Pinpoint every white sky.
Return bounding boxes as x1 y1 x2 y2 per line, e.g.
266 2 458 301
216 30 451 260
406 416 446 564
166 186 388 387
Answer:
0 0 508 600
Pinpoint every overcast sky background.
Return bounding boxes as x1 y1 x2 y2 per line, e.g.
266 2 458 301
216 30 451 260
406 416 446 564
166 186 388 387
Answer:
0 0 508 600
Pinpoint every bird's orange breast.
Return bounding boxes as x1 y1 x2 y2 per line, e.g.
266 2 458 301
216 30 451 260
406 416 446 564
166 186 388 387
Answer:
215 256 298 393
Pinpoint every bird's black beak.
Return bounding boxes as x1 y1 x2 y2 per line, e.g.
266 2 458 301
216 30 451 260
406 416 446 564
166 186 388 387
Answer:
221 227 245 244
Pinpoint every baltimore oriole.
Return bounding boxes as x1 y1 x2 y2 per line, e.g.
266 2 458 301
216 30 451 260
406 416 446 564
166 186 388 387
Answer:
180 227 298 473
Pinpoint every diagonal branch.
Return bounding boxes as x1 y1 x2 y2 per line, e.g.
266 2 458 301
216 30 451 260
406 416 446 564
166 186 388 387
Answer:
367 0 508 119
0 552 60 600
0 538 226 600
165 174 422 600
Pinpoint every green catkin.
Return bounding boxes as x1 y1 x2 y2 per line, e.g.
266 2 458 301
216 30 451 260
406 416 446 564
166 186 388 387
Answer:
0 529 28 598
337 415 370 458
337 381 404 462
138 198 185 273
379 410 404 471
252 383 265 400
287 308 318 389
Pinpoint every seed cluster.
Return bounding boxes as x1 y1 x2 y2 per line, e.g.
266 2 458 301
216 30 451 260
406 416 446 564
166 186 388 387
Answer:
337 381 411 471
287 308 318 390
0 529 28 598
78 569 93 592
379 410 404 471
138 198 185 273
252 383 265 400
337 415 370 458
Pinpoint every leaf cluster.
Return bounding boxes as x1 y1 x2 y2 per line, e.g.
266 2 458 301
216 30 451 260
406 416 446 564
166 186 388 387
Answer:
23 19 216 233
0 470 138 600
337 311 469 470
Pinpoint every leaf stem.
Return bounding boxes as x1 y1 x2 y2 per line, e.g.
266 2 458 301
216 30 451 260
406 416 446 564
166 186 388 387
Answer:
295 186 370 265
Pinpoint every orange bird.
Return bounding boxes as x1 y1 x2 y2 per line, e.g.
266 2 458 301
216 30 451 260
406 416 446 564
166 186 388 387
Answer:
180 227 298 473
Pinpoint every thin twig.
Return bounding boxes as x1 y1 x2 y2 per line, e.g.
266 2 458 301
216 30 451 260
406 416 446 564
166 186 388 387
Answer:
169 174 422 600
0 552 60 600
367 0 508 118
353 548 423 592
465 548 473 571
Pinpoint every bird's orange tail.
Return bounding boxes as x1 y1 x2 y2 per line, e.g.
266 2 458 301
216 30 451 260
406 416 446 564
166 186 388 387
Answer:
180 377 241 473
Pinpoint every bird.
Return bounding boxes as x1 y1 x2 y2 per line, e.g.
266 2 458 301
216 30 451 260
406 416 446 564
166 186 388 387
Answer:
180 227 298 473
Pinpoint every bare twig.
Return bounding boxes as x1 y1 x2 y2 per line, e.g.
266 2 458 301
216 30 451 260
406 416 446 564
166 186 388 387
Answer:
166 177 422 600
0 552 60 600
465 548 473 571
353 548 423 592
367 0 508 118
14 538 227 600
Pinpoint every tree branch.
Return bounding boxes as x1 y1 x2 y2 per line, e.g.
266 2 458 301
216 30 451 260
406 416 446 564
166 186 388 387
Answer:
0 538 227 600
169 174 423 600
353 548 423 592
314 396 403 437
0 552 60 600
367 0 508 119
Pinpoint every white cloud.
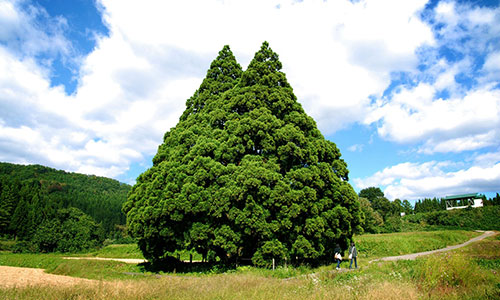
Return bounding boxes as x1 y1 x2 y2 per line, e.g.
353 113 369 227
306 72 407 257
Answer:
365 83 500 154
0 0 434 180
354 158 500 200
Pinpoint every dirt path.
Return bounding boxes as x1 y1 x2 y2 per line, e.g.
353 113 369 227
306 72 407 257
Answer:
370 231 495 263
0 266 98 288
63 257 147 265
0 231 496 288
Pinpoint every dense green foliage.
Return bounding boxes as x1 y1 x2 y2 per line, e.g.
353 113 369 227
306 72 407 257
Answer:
124 43 362 265
0 163 130 246
403 206 500 230
359 187 400 233
359 187 500 233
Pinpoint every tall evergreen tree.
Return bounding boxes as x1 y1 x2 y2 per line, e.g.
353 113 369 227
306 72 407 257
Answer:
124 42 361 265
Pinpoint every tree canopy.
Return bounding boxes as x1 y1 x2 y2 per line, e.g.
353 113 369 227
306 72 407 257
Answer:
123 42 362 266
0 163 130 245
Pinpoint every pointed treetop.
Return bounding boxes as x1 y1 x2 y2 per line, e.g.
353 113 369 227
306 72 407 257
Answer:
180 45 243 120
240 42 288 87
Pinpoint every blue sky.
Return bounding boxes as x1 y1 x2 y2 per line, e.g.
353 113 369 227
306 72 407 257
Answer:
0 0 500 200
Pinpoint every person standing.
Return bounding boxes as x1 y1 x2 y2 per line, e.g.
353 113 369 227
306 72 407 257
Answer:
333 244 342 270
349 242 358 269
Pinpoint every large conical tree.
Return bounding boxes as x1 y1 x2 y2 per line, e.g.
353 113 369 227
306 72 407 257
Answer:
124 42 360 265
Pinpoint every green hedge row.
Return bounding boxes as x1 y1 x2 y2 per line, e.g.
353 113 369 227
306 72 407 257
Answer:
403 206 500 230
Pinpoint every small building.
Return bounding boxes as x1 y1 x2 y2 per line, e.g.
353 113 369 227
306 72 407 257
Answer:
444 193 483 210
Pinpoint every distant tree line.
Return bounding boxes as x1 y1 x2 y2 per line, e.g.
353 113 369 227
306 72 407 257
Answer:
358 187 500 233
0 163 130 252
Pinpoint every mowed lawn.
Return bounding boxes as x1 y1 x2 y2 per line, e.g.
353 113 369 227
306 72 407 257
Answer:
0 230 500 299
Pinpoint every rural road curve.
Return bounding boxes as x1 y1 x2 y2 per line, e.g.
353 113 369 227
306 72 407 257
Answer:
370 231 495 263
0 231 496 288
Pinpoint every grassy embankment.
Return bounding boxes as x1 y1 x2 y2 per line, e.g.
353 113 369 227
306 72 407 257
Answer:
0 231 500 299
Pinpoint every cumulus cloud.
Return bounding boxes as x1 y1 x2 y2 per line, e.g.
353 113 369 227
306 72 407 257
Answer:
0 0 434 177
363 1 500 154
354 158 500 200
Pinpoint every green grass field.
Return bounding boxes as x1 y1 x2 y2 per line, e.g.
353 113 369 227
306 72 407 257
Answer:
0 231 500 299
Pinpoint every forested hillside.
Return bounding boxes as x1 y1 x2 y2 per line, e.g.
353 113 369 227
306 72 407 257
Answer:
0 163 130 240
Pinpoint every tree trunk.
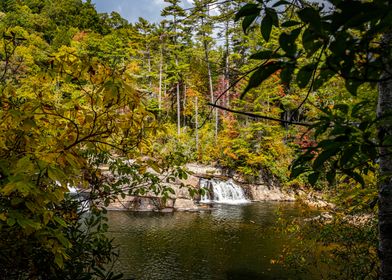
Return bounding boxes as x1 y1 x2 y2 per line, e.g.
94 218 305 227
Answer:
176 79 181 135
377 32 392 280
195 96 199 153
158 43 163 111
201 18 218 142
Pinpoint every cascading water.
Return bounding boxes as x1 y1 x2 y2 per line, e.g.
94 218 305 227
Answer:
200 179 250 204
68 186 90 212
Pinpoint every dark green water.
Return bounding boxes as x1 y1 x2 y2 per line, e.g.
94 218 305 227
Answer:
108 202 311 280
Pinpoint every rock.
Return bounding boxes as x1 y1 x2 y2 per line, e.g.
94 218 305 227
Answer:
174 198 199 211
248 185 295 201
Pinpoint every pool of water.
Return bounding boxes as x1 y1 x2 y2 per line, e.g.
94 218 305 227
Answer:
108 202 311 280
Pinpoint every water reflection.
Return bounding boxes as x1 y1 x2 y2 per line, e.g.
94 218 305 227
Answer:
108 202 309 280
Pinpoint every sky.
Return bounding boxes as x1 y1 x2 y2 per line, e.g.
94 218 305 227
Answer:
92 0 192 22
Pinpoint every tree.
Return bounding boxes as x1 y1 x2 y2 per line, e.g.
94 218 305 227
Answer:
237 0 392 279
161 0 186 135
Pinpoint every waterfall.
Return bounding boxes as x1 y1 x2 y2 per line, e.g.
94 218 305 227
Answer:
68 186 90 212
200 179 250 204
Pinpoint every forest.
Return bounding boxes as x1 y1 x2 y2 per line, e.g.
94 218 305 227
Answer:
0 0 392 279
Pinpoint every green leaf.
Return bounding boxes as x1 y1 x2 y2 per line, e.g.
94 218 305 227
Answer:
297 7 321 31
54 253 64 268
265 8 279 27
241 61 282 99
260 15 272 42
339 145 359 167
345 79 363 96
280 20 301 27
325 169 336 185
272 0 290 7
279 28 301 56
308 172 320 186
249 50 282 60
53 216 67 227
344 170 365 186
235 4 261 21
313 67 336 90
280 63 295 85
242 15 258 34
313 148 340 169
333 104 350 114
297 63 316 88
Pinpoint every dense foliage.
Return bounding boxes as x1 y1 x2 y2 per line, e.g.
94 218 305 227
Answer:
0 0 390 279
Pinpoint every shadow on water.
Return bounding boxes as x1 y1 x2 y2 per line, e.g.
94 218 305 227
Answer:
108 202 311 280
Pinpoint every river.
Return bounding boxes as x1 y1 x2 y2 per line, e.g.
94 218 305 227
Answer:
108 202 311 280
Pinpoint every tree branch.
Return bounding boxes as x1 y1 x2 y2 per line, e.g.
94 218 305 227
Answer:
207 103 313 127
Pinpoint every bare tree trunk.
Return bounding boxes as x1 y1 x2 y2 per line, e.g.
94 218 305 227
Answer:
201 18 218 142
377 32 392 280
147 45 152 91
182 82 187 126
158 42 163 111
225 20 230 108
195 95 199 154
176 76 181 135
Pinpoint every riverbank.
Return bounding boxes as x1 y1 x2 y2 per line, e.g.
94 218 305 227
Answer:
107 163 308 212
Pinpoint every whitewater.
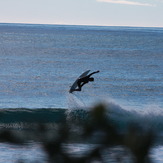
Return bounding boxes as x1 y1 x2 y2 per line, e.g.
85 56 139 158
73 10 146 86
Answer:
0 24 163 163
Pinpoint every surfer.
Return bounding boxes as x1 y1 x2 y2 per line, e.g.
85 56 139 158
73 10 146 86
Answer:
74 71 100 91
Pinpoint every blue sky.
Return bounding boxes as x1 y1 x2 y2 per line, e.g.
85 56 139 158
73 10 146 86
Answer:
0 0 163 27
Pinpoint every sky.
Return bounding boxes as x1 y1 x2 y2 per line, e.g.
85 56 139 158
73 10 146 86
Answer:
0 0 163 27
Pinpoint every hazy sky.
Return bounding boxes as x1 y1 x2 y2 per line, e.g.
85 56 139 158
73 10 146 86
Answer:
0 0 163 27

----------

- _YOUR OBJECTIVE_: Copy the rows word for word, starting at the line that contains "Pinpoint every tall evergreen tree." and ending at the line that contains "0 163 130 240", with both of those lines included.

- _ANSWER IN FULL_:
Pinpoint every tall evergreen tree.
Return bounding boxes as x1 y1 x2 y2 per line, e.g.
353 113 369 227
306 72 407 257
Answer:
124 42 361 265
Pinpoint every tree canopy.
Return bounding boxes as x1 y1 x2 y2 per line, e.g.
353 113 369 227
306 72 407 257
Answer:
123 42 362 266
0 163 130 245
Pinpoint every pointed treetop.
Return bounding boxes as x1 y1 x2 y2 per line, e.g.
353 113 369 227
306 72 407 257
Answer:
180 45 243 120
240 42 288 87
Pinpoint every blue sky.
Return bounding boxes as x1 y1 x2 y2 per line, e.g.
353 113 369 227
306 72 407 257
Answer:
0 0 500 200
Pinpoint every person standing.
Return bounding boxes as x1 y1 x2 y2 per line, e.g.
353 113 369 227
306 72 407 257
Answer:
333 244 342 270
349 242 358 269
Pinpoint every large conical tree.
Return bounding boxes as x1 y1 x2 y2 per line, e.g.
353 113 369 227
306 72 407 257
Answer:
124 42 360 265
Pinpoint every green hedge row.
Return bounding boxes as x1 y1 x2 y2 per line, e.g.
353 113 369 227
306 72 407 257
Answer:
403 206 500 230
Pinpoint every small building.
Return bounding boxes as x1 y1 x2 y2 per line, e.g.
353 113 369 227
306 72 407 257
Answer:
444 193 483 210
Pinpoint every distant tree line.
Return bounding boxes as x1 y1 x2 y2 per line, e.g.
353 113 369 227
306 72 407 257
Answer:
358 187 500 233
0 163 130 252
Pinpoint every mowed lawn.
Return bounding boxes as x1 y1 x2 y2 per line, e.g.
353 113 369 227
306 72 407 257
Answer:
0 230 500 299
Pinpoint every rural road curve.
Return bounding boxes as x1 y1 x2 y2 per line, e.g.
353 113 369 227
306 72 407 257
Answer:
370 231 495 263
0 231 496 288
Pinpoint every grassy embankment.
Return bounding boxes as x1 y1 x2 y2 per line, e.g.
353 113 369 227
306 72 407 257
Answer:
0 231 500 299
Pinpoint every cumulus cloud.
Return bounding boxes as x1 y1 x2 y2 per line, e.g.
353 113 369 227
306 72 407 257
Answer:
0 0 434 177
363 1 500 154
354 158 500 200
Pinpoint every green grass field.
Return bounding boxes as x1 y1 x2 y2 per line, e.g.
353 113 369 227
306 72 407 257
Answer:
0 231 500 299
Pinpoint every forested hillside.
Return bounding boxes as x1 y1 x2 y2 per line, e.g.
353 113 369 227
306 72 407 257
Answer:
0 163 130 240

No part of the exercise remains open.